(Text passage)
Moscow mystery: Questions persist about Putin’s whereabouts

Moscow mystery: Questions persist about Putin’s whereabouts

Is Putin Alive
Is Putin Alive?

Fox News

The more his people seek to assure the public that Vladimir Putin is just fine, the more speculation swirls that something – a love child, terminal illness or some exotic Kremlin intrigue – is up with the Russian president
Rumors about Putin range from speculation he is sick or even dead to whispers he is about to become a father. Normally in the public eye on a daily basis, Putin has not been seen since March 5, and has canceled several engagements. Three photos released by the Kremlin, of a meeting purportedly held on Friday, only added to the mystery. The pictures showed the Russian strongman meeting and shaking hands with the head of the Russian Supreme Court, but western media darkly noted that the date the photos were taken could not be confirmed. Some noted that a calendar normally seen on his desk, and which would have effectively dated the photos, was missing.
“When the sun comes up in spring, and as soon as spring is in the air, then the fever begins,” Putin’s spokesman, Dmitry Peskov, told reporters Thursday, according to official news agency Tass.

(What to do)
a) In the article on Putin's whereabouts, why did the Kremlin photos of the meeting with the head of the Russian Supreme Court add to the mystery? Answer in one to three sentences.
b) Render this sentence from the article on Putin's whereabouts in Spanish: "Normally in the public eye on a daily basis, Putin has not been seen since March 5, and has canceled several engagements."
c) Print the part of the article on Putin's whereabouts that starts with the words "The more his" and ends with "photos, was missing.".
The records aren't needed for any of this work.

(Supplied records)
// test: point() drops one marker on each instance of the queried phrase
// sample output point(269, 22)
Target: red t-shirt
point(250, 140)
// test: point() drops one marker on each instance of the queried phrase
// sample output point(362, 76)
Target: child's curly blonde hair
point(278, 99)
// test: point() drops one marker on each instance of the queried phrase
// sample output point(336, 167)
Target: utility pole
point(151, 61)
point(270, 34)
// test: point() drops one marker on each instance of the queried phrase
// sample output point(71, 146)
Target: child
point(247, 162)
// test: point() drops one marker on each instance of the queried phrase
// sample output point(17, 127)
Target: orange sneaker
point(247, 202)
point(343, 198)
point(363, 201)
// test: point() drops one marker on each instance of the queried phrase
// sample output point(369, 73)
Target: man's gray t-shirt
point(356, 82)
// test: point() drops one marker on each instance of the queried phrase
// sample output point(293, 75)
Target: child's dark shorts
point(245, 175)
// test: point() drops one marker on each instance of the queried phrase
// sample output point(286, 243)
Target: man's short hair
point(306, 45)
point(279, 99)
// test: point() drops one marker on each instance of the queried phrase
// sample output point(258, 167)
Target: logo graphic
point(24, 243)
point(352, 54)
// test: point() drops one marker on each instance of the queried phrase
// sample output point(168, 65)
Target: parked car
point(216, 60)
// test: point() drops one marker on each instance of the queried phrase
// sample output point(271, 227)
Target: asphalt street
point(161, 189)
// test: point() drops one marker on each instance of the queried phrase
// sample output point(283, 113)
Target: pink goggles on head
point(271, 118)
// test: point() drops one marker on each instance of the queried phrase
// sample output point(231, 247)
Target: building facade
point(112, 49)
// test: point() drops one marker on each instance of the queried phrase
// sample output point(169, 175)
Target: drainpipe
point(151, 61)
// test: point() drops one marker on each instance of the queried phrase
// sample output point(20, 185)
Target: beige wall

(Solutions to the tasks)
a) Western media noted that the date the photos were taken could not be confirmed. A calendar normally seen on Putin's desk, which would have effectively dated the photos, was missing.

b) Normalmente a la vista del público a diario, Putin no ha sido visto desde el 5 de marzo y ha cancelado varios compromisos.

c)
The more his people seek to assure the public that Vladimir Putin is just fine, the more speculation swirls that something – a love child, terminal illness or some exotic Kremlin intrigue – is up with the Russian president
Rumors about Putin range from speculation he is sick or even dead to whispers he is about to become a father. Normally in the public eye on a daily basis, Putin has not been seen since March 5, and has canceled several engagements. Three photos released by the Kremlin, of a meeting purportedly held on Friday, only added to the mystery. The pictures showed the Russian strongman meeting and shaking hands with the head of the Russian Supreme Court, but western media darkly noted that the date the photos were taken could not be confirmed. Some noted that a calendar normally seen on his desk, and which would have effectively dated the photos, was missing.